DIRECTIONS - Print every one of the records below line for line, without any change, but leave the pictures out.

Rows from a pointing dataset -

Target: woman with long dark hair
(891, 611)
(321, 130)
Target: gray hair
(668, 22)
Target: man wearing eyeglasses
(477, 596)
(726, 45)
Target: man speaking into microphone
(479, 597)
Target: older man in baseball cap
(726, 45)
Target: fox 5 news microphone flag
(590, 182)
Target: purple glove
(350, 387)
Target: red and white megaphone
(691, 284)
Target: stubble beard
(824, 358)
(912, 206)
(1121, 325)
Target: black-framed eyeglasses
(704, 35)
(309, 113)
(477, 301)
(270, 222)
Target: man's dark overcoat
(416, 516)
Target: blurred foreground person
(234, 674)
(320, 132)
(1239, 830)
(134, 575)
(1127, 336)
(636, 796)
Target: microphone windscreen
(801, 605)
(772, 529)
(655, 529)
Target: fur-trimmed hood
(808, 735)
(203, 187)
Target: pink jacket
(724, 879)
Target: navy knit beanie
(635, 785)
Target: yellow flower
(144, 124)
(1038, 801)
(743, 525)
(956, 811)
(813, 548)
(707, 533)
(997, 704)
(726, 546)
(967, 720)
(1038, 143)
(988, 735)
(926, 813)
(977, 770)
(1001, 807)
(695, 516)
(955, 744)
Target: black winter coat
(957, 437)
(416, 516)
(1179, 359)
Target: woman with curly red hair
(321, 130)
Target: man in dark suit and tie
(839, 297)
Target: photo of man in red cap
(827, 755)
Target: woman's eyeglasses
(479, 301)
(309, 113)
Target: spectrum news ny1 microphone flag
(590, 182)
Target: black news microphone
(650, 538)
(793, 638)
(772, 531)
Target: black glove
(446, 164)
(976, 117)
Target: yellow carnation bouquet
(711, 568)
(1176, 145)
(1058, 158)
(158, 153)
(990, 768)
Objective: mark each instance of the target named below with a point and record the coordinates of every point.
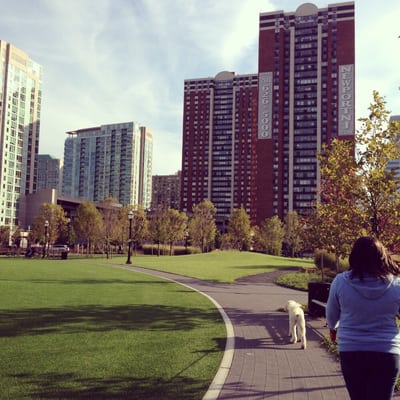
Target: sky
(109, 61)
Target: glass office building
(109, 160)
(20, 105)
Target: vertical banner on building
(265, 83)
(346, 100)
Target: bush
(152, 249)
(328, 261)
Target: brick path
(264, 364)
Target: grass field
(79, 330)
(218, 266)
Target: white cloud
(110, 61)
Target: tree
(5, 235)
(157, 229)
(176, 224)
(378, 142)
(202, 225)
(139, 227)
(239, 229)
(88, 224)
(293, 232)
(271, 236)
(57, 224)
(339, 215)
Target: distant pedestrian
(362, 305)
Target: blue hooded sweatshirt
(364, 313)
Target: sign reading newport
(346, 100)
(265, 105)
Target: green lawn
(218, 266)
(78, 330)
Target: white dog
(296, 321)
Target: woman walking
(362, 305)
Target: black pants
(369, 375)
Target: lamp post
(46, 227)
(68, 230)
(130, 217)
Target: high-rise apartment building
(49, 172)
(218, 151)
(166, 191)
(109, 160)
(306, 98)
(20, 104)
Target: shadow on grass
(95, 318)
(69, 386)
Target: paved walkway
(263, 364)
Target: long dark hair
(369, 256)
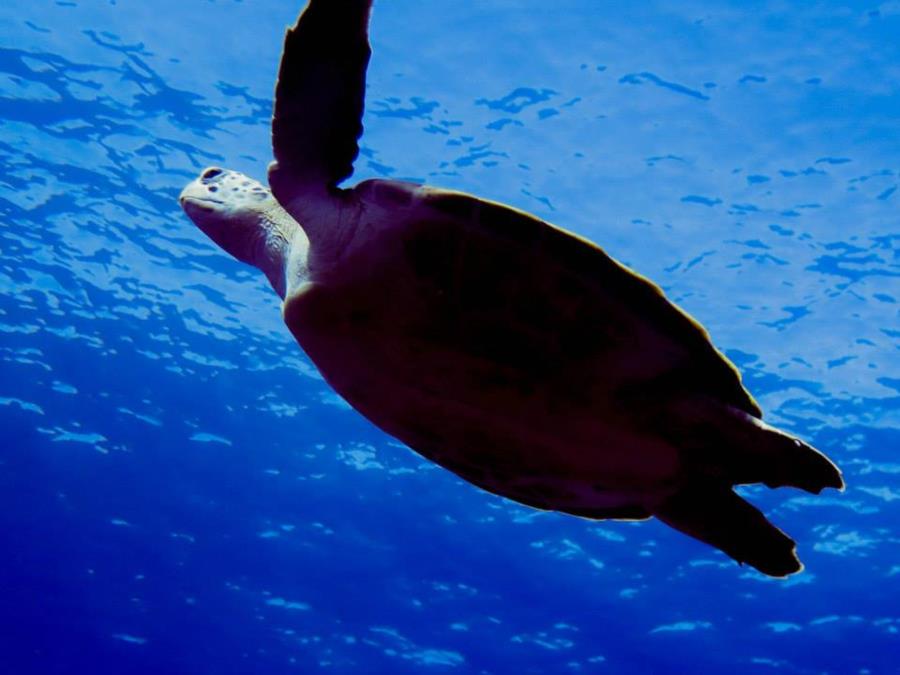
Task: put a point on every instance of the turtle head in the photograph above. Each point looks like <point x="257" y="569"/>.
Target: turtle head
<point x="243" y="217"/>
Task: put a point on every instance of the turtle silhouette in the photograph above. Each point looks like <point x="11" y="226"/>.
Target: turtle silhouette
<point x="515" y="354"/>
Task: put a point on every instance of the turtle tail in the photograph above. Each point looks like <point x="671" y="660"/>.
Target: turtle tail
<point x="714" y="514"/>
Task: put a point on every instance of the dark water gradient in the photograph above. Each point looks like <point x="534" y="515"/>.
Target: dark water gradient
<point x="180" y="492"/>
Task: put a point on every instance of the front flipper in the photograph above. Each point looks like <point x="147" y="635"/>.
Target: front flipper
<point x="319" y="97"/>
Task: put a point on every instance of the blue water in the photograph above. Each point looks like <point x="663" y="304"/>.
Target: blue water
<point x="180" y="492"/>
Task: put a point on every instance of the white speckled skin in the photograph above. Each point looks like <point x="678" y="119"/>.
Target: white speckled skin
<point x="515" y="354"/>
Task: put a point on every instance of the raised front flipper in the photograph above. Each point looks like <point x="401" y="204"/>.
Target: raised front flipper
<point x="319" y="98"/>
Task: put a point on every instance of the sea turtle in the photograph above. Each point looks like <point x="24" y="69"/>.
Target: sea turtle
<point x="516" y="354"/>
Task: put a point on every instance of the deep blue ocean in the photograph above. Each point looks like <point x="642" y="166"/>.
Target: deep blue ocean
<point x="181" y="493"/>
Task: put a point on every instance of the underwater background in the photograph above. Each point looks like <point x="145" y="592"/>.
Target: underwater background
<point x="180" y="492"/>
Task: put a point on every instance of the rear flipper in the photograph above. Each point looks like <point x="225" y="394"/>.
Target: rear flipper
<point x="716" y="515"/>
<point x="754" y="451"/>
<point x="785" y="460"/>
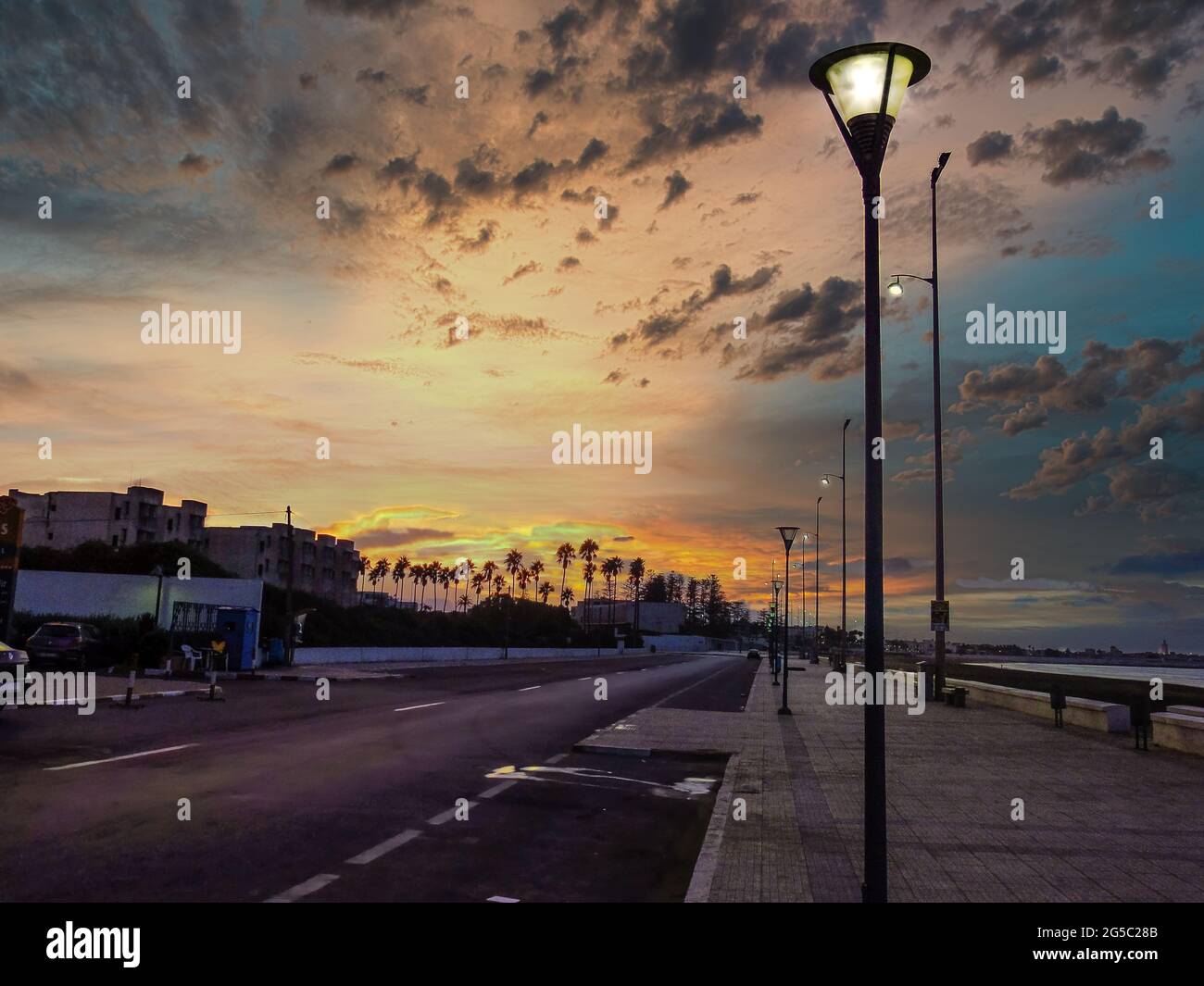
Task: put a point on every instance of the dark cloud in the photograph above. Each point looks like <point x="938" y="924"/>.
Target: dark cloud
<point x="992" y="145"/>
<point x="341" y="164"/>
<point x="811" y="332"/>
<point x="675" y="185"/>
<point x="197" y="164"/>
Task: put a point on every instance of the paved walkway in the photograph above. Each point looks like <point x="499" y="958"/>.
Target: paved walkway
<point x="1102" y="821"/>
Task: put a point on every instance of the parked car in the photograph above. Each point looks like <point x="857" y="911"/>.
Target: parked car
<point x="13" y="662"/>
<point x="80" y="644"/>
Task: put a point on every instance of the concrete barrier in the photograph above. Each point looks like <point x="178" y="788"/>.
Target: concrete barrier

SOLUTION TO THIS EXERCISE -
Target: woman with long dark hair
(891, 611)
(321, 130)
Target: gray hair
(668, 22)
Target: man wearing eyeglasses
(477, 596)
(726, 45)
Target: man speaking into microphone
(479, 597)
Target: older man in baseball cap
(726, 45)
Target: fox 5 news microphone flag
(590, 182)
Target: purple glove
(350, 387)
Target: red and white megaphone
(691, 284)
Target: stubble beard
(824, 358)
(912, 206)
(1121, 325)
Target: black-framed eyeglasses
(704, 35)
(309, 113)
(477, 301)
(270, 222)
Target: man's dark overcoat
(416, 516)
Target: blurred foreground person
(234, 674)
(320, 132)
(1239, 830)
(134, 575)
(1127, 336)
(636, 796)
Target: microphone windscreen
(801, 605)
(772, 529)
(655, 529)
Target: fur-trimmed hood
(808, 735)
(203, 187)
Target: pink jacket
(724, 879)
Target: navy knit beanie
(635, 785)
Target: yellow flower
(144, 124)
(1038, 801)
(743, 525)
(956, 811)
(813, 548)
(707, 533)
(997, 704)
(726, 546)
(967, 720)
(1038, 143)
(988, 735)
(926, 813)
(977, 770)
(1001, 807)
(695, 516)
(955, 744)
Target: black winter coat
(957, 437)
(416, 516)
(1179, 359)
Target: woman with curly red hair
(321, 130)
Target: man in dark suit and tie
(839, 297)
Target: photo of man in red cap
(827, 755)
Target: woman's eyeglasses
(479, 301)
(309, 113)
Target: spectrum news ny1 microphone flag
(590, 182)
Target: black news microphone
(650, 538)
(793, 638)
(772, 531)
Target: black glove
(446, 164)
(976, 117)
Target: yellow carnation bouquet
(711, 568)
(1176, 145)
(1058, 158)
(158, 153)
(990, 768)
Objective: mark each instance of the target named below with a point and record the coordinates of every point.
Target: sky
(109, 61)
Target: glass office building
(109, 160)
(20, 105)
Target: vertical banner on building
(265, 83)
(346, 100)
Target: bush
(152, 249)
(328, 261)
Target: brick path
(264, 364)
Target: grass field
(79, 330)
(218, 266)
Target: white cloud
(110, 61)
Target: tree
(5, 235)
(157, 229)
(176, 224)
(378, 142)
(202, 225)
(139, 227)
(239, 229)
(88, 224)
(293, 232)
(271, 236)
(57, 224)
(339, 215)
Target: distant pedestrian
(362, 305)
Target: blue hooded sweatshirt
(364, 313)
Target: sign reading newport
(346, 100)
(265, 105)
Target: green lawn
(218, 266)
(78, 330)
Target: white dog
(296, 321)
Target: woman walking
(362, 305)
Target: black pants
(369, 375)
Target: lamp post
(46, 227)
(68, 230)
(130, 217)
Target: high-rise apartment building
(49, 172)
(218, 151)
(166, 191)
(109, 160)
(306, 98)
(20, 104)
Target: shadow on grass
(95, 318)
(69, 386)
Target: paved walkway
(263, 364)
Target: long dark hair
(369, 256)
Task: put a point on every instance of the turtle head in the photograph above. Each point looks like <point x="257" y="569"/>.
Target: turtle head
<point x="243" y="217"/>
Task: put a point on every instance of the turtle silhouette in the photograph above. Each point looks like <point x="11" y="226"/>.
Target: turtle silhouette
<point x="515" y="354"/>
Task: put a point on every instance of the turtle tail in the photograph above. Each point looks like <point x="671" y="660"/>.
Target: turtle tail
<point x="714" y="514"/>
Task: put a point on every instance of the dark water gradient in the photograph above. Each point looks like <point x="534" y="515"/>.
Target: dark water gradient
<point x="180" y="492"/>
Task: put a point on every instance of the front flipper in the photograph above. Each point looks like <point x="147" y="635"/>.
Target: front flipper
<point x="319" y="97"/>
Task: put a point on every instance of the blue water in the photograph above. Each point looks like <point x="663" y="304"/>.
Target: blue water
<point x="180" y="492"/>
Task: put a point on every instance of the white speckled skin in the photograph above. Each point looks like <point x="678" y="119"/>.
Target: white speckled skin
<point x="515" y="354"/>
Task: put a point on every instance of the raised front flipper in the photograph above. Each point looks like <point x="401" y="204"/>.
Target: raised front flipper
<point x="319" y="98"/>
Task: put a point on every instance of the sea turtle in the photograph above. Each point looks like <point x="24" y="69"/>.
Target: sea turtle
<point x="516" y="354"/>
Task: put a point on every instance of the deep blue ocean in the photograph above. Each point looks like <point x="642" y="166"/>.
Target: deep blue ocean
<point x="181" y="493"/>
Task: put a point on every instance of the underwater background in the photograph above. Each point looks like <point x="145" y="592"/>.
Target: underwater background
<point x="180" y="492"/>
Task: put a point on every instance of the rear flipper in the photograph above. Each point looks like <point x="225" y="394"/>.
Target: rear flipper
<point x="716" y="515"/>
<point x="754" y="451"/>
<point x="785" y="460"/>
Task: put a point on every instance of the dark cloud in the photograph above. Each point looks like <point x="938" y="924"/>.
Target: dark cloud
<point x="992" y="145"/>
<point x="341" y="164"/>
<point x="811" y="332"/>
<point x="675" y="185"/>
<point x="197" y="164"/>
Task: put a point on every instance of the paved walkway in the photograph above. Each point looks like <point x="499" y="958"/>.
Target: paved walkway
<point x="1102" y="821"/>
Task: put a point on every instance of the parked car in the photograph above. Each point looks like <point x="857" y="911"/>.
Target: parked car
<point x="13" y="662"/>
<point x="80" y="644"/>
Task: put a point on every instance of the concrete barrier in the photograph above. Each point looks like <point x="178" y="788"/>.
Target: concrete barrier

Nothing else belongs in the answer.